**Extract**
==========
Panel Discussion, "Young Feminists Take on the Family" (page 4 of 7)
The Labor Force & Family Labor
AR: You're a feminist woman raising two sons. And I think
that historically we assume a goal of feminism is to make men more like
women and women more like men. A lot of us maybe reject that, but what
are you doing differently with your sons? Or in what way are you
raising them in a feminist household?
LT: My kids are
really, really young. They're one and three. So the fact that they
happen to be boys hasn't really influenced overtly, on a day-to-day
basis, it hasn't really influenced my parenting. I'm sure it must be
influencing my parenting on so many different levels that I'm not even
aware of necessarily. But I think a lot of those issues will come up
when they're older. And so, I haven't really gotten there yet.
But one thing that I can and would like to comment on is the fact
that I very much identify as a feminist. I'm involved in feminist
activist work and feminist writing. And yet, I live in a pretty
traditional family in that my husband is the one who makes the salary
that we rely on.
I don't make that much money, for a lot of
reasons. But mostly because of the fact that we have kids and I have
slowed down my career tremendously, so that I can devote a lot of time
to them.
I am married to a man. I'm the one who does the cooking
and the laundry, who drops off my three-year-old at nursery school and
picks him up. I do all of those domestic things that my husband, by and
large, doesn't do. And something that, perhaps if we have time, we
could talk about - I don't even see that necessarily as anything to do
with the fact that I am feminist or that my husband isn't, because he
is feminist. He's not sexist, even though it seems like a very
sexist arrangement. It really has to do with the structure of the labor
force, which really does force couples into an arrangement like this,
where one person does end up being the breadwinner. And one person does
end up tending the children.
==========
**Object position labeling entries**
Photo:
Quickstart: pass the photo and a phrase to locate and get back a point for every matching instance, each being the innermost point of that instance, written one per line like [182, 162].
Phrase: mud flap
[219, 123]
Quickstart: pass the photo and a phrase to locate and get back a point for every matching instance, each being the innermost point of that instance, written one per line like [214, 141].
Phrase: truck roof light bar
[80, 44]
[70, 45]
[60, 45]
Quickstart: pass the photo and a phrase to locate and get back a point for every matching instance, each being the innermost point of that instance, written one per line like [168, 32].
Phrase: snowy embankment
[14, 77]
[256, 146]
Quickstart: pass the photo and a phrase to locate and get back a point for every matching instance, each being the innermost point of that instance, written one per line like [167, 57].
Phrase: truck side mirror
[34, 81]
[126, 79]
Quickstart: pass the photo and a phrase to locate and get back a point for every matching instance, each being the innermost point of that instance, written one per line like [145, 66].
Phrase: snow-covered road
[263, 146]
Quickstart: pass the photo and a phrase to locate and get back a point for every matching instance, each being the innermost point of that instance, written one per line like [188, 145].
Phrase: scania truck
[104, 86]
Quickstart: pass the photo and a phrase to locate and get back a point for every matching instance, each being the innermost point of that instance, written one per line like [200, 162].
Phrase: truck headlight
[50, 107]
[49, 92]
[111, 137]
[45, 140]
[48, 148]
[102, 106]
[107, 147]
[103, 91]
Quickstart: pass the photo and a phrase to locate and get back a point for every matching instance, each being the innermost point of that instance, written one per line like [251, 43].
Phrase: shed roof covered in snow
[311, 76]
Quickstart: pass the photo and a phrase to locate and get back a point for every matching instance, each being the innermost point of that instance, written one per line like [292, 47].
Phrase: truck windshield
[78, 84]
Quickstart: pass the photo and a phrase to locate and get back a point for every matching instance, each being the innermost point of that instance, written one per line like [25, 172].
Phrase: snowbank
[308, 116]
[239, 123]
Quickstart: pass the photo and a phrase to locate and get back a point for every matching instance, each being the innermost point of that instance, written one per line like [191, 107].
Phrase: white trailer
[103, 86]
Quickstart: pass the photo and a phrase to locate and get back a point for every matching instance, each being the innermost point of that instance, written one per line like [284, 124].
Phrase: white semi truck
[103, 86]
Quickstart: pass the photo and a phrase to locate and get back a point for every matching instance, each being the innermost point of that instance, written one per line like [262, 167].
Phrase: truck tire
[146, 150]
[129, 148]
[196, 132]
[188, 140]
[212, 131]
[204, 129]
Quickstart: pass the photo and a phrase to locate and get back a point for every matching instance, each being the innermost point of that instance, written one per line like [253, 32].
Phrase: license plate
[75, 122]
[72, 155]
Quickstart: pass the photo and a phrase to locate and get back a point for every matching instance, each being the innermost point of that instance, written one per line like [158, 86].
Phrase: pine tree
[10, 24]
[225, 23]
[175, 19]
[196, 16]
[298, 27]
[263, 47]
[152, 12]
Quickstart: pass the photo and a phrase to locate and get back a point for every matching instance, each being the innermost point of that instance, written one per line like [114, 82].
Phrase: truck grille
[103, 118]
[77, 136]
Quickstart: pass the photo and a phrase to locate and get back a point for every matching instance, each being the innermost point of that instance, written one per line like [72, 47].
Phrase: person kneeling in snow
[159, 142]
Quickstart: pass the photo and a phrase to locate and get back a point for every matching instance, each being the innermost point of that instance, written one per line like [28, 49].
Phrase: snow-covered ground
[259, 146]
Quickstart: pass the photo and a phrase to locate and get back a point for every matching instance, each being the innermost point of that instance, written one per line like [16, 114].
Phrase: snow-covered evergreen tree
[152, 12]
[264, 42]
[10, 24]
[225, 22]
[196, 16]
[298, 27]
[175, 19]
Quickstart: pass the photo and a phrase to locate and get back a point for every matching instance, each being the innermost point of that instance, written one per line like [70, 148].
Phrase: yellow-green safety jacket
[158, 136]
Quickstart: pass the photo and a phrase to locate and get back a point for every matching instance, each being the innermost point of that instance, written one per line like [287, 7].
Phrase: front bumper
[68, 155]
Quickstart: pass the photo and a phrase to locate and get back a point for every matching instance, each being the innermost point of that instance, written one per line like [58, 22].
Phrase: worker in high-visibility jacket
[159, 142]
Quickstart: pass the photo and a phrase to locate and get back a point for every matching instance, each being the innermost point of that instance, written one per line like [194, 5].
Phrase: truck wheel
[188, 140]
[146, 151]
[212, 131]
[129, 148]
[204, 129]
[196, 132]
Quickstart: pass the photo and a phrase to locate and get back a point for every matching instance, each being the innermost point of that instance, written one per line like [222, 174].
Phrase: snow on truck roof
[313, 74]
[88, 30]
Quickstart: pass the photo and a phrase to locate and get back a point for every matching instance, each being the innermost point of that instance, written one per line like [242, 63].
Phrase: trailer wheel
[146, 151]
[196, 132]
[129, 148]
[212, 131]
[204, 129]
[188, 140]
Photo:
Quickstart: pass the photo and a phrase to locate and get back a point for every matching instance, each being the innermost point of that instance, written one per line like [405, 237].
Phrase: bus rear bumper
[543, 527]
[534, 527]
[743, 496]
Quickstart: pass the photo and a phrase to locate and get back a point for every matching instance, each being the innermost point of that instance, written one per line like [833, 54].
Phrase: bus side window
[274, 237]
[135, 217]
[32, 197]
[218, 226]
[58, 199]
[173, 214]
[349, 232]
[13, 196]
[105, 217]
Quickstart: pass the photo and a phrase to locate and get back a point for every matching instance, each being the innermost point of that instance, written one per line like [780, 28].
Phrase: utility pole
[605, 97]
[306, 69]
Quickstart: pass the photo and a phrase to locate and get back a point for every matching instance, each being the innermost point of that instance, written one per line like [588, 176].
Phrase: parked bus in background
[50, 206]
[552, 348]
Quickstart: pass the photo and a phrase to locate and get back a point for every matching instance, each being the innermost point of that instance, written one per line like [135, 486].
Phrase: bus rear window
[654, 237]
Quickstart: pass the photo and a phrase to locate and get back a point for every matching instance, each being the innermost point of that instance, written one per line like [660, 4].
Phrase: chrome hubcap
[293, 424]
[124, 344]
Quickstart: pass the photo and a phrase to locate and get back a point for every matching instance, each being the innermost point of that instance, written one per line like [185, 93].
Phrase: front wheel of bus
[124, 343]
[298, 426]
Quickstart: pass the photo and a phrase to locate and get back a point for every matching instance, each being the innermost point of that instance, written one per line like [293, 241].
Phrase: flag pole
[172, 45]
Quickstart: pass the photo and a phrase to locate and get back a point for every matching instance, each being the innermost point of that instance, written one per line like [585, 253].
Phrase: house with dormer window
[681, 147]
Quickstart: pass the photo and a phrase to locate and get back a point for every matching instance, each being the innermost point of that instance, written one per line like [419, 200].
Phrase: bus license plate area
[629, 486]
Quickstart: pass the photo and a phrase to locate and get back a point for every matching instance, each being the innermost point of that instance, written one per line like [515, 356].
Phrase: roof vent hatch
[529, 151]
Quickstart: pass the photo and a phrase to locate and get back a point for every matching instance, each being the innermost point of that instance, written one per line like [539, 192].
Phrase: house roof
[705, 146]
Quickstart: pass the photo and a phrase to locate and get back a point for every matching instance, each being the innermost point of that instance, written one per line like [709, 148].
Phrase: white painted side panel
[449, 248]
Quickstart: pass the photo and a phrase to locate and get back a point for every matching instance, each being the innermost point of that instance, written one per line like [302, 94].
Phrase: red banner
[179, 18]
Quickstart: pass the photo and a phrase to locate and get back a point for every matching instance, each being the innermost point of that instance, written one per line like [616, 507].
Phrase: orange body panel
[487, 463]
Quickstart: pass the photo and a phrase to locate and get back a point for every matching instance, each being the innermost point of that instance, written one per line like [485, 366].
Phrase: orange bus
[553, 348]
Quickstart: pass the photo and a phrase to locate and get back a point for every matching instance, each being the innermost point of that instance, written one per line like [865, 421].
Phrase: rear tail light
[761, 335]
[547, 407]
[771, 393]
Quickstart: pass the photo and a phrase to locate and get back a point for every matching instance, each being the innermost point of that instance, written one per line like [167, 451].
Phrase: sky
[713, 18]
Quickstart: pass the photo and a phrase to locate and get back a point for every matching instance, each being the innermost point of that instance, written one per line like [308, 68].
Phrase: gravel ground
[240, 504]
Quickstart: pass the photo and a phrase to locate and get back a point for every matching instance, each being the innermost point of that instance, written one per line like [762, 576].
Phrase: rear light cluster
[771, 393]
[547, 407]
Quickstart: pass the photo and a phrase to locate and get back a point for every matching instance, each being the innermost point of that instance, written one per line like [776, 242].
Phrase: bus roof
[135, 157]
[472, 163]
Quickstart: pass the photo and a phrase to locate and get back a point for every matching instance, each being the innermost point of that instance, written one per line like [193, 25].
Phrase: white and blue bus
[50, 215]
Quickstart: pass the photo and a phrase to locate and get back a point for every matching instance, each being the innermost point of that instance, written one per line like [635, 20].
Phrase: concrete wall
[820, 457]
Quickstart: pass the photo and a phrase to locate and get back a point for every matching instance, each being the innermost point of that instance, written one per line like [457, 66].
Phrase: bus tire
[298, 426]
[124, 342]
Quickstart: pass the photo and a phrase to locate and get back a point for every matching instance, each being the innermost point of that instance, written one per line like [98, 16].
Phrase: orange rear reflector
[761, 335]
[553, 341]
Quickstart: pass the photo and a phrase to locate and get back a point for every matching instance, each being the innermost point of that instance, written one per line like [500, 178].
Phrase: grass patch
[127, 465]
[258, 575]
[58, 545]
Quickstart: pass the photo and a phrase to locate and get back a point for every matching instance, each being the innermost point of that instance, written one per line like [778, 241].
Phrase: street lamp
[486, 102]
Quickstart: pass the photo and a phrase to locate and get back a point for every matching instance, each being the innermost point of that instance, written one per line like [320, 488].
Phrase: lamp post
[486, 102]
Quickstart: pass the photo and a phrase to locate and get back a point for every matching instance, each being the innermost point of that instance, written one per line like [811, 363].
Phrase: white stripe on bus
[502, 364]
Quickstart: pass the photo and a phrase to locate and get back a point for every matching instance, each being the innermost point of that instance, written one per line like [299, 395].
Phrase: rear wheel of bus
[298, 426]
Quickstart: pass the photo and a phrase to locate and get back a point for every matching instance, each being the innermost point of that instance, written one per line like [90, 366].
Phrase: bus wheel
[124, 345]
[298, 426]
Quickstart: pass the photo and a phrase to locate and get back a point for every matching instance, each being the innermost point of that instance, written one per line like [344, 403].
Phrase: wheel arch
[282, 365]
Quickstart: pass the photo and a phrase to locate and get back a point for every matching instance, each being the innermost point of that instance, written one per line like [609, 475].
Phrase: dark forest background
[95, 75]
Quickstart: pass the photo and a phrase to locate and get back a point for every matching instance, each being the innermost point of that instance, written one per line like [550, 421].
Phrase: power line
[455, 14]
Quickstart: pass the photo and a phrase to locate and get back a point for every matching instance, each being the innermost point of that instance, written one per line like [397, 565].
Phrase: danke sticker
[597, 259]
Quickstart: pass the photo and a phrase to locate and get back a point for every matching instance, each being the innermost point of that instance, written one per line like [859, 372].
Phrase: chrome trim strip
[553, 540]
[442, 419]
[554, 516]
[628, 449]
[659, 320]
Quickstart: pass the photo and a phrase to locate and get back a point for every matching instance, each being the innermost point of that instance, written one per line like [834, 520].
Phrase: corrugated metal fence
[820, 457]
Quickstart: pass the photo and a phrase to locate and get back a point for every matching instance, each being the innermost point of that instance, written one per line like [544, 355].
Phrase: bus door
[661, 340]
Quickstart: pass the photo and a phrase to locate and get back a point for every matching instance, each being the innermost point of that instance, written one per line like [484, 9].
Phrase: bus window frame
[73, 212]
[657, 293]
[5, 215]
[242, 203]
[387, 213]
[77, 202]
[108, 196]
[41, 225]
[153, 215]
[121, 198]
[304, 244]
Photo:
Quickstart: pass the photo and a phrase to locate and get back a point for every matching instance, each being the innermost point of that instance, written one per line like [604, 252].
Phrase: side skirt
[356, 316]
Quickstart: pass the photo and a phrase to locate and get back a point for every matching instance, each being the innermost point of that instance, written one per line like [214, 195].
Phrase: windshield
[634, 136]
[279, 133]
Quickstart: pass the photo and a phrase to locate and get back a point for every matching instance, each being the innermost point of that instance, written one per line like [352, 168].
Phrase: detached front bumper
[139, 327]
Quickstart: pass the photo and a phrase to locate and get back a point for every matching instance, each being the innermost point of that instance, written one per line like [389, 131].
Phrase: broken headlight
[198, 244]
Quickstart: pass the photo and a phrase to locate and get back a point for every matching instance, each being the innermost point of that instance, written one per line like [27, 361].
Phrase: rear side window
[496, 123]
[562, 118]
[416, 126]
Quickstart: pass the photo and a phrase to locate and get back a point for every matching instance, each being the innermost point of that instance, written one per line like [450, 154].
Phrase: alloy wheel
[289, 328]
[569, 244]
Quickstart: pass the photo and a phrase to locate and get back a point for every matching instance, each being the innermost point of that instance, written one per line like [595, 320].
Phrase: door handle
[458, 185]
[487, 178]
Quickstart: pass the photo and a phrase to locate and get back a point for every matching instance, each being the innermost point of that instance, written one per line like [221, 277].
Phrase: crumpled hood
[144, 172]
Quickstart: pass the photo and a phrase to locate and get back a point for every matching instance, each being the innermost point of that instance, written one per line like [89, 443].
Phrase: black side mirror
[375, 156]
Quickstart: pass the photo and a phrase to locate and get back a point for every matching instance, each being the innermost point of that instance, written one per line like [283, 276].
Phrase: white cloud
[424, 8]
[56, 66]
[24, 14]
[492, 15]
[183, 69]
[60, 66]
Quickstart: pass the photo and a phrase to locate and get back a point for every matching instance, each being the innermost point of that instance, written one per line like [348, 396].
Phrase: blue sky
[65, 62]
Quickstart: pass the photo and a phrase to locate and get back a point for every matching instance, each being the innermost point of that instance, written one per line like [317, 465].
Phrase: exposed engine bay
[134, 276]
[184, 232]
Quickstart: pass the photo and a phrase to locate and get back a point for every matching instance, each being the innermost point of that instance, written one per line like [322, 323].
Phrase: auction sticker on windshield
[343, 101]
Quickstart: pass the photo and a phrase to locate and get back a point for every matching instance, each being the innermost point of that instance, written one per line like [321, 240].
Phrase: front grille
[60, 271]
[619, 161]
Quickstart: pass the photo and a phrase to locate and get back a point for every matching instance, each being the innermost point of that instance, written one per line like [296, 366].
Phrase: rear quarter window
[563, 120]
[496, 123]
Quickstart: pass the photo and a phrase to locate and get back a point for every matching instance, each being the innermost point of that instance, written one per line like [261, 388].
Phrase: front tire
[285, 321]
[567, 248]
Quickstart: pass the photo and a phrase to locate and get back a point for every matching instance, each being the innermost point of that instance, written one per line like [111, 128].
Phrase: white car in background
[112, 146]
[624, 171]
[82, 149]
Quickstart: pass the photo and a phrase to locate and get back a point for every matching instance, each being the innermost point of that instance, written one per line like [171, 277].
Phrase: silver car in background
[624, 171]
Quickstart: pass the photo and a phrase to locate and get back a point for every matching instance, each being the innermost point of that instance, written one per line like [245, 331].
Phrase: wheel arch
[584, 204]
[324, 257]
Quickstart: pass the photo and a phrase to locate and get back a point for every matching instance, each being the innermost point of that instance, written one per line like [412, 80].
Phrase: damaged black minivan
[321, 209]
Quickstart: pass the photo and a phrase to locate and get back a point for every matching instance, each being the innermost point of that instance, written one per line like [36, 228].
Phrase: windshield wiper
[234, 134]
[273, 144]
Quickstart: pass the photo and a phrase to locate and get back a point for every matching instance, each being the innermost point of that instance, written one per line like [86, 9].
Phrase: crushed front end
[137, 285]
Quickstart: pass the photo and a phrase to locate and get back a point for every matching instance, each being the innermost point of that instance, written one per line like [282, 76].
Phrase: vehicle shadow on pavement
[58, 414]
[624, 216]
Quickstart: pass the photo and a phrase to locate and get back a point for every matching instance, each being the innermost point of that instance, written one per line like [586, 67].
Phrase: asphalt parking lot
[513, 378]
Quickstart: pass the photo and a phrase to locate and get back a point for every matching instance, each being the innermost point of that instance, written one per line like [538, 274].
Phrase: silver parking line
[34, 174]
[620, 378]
==========
**Aim**
Extract the passage of the panel discussion starting with "LT: My kids" and going on through "gotten there yet.". The lines that come after the panel discussion are not needed for anything here.

**Exercise result**
LT: My kids are
really, really young. They're one and three. So the fact that they
happen to be boys hasn't really influenced overtly, on a day-to-day
basis, it hasn't really influenced my parenting. I'm sure it must be
influencing my parenting on so many different levels that I'm not even
aware of necessarily. But I think a lot of those issues will come up
when they're older. And so, I haven't really gotten there yet.